> [GIVEN TEXT]:
------------------------------------------------

How the pioneering process of model quantisation can supercharge edge AI

By Rahul Pradhan, VP of Product and Strategy, Couchbase.

Thursday, 18th January 2024 Posted 2 years ago in by Phil Alsop

The convergence of Artificial Intelligence (AI) and edge computing is promising transformative change across industries. From wearable health devices that collect patient data, to smart sensors that monitor inventory on retailers’ shelves – the possibilities are boundless. If its transformative potential wasn’t obvious enough, IDC forecasts edge computing spending to reach $317 billion in 2026.

But why edge AI? Well, the purpose of edge AI is to bring data processing and models closer to where data is generated, such as on a remote server, tablet, IoT device, or smartphone. According to Gartner, more than half of all data analysis by deep neural networks will happen at the edge by 2025. This paradigm shift introduces multiple advantages. One is reduced latency: by processing data directly on the device, edge AI reduces the amount of transmitting data back and forth to the cloud. This is critical for applications dependent on real-time data, that require rapid responses.

------------------------------------------------

> [PROBLEM]: Pick up the article on model quantization and edge AI, and continue it from its last sentence.

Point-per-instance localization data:
------------------------------------------------

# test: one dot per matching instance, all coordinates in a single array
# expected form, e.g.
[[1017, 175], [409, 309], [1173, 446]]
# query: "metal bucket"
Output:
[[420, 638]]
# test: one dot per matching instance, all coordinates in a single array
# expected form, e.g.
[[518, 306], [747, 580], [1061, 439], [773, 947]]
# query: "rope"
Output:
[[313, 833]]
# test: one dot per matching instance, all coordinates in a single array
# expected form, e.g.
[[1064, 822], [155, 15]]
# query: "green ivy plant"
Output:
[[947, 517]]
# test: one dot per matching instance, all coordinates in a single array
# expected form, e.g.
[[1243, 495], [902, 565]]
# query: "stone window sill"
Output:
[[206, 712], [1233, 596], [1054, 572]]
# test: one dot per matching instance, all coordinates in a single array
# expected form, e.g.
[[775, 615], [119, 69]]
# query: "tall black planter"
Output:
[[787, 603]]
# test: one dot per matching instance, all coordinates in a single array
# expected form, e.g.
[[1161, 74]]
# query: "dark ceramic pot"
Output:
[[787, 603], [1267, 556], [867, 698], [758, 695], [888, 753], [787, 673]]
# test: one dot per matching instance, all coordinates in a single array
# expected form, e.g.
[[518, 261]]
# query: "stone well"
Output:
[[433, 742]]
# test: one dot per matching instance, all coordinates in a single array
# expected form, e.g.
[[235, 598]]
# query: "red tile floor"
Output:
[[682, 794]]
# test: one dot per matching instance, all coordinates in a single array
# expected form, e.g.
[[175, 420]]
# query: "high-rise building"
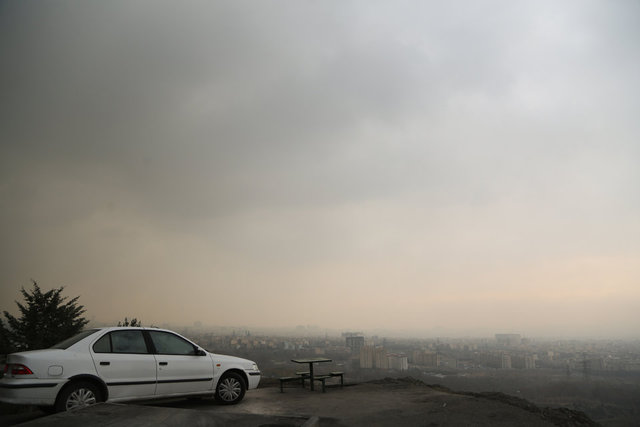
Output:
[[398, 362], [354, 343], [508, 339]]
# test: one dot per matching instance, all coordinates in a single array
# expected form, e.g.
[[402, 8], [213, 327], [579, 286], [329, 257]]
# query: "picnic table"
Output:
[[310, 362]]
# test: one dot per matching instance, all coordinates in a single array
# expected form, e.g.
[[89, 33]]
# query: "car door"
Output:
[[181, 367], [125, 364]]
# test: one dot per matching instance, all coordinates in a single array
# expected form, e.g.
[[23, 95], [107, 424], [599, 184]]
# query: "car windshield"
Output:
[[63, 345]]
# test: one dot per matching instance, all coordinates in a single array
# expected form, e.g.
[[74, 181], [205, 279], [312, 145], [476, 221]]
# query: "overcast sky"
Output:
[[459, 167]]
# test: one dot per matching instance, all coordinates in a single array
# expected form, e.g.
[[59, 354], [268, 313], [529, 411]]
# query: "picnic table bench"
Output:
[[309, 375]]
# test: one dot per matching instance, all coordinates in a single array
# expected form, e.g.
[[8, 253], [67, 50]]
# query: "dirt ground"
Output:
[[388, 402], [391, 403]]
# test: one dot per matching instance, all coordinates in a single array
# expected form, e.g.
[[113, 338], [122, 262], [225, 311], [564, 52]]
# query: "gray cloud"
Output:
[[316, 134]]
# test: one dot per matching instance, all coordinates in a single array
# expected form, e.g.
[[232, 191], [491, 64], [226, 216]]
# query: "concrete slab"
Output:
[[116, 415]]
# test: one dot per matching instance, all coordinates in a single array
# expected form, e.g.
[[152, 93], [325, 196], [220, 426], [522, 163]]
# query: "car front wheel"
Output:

------------------------------------------------

> [ANSWER FOR THE TASK]:
Costs are also reduced. Processing data locally at the edge eliminates expensive data transfer back to a central server. A further benefit is increased scalability: edge AI’s decentralised nature makes it easier to scale applications without relying on a central server for processing power.

With edge AI’s potential benefits clear, the question becomes: how can this potential be fully realised?

The power of model quantisation

A good place to start is by acknowledging the growing complexity of AI models. For edge AI to be effective, AI models need to be optimised for performance without compromising accuracy. Yet AI models are becoming larger and more complex, making them harder to handle. In turn, this creates challenges for deploying AI models at the edge, where edge devices often have limited resources, and are constrained in their ability to support such models.

Model quantisation is a process that allows AI models to be deployed on edge devices with exactly these sorts of resource constraints, such as mobile phones, smart sensors, and other types of embedded systems.

It does this by reducing the memory and computation needed to run the AI model, by decreasing the precision of the model’s parameters and activations. Because fewer bits are required to represent the same data, it makes the AI model more flexible, albeit less precise.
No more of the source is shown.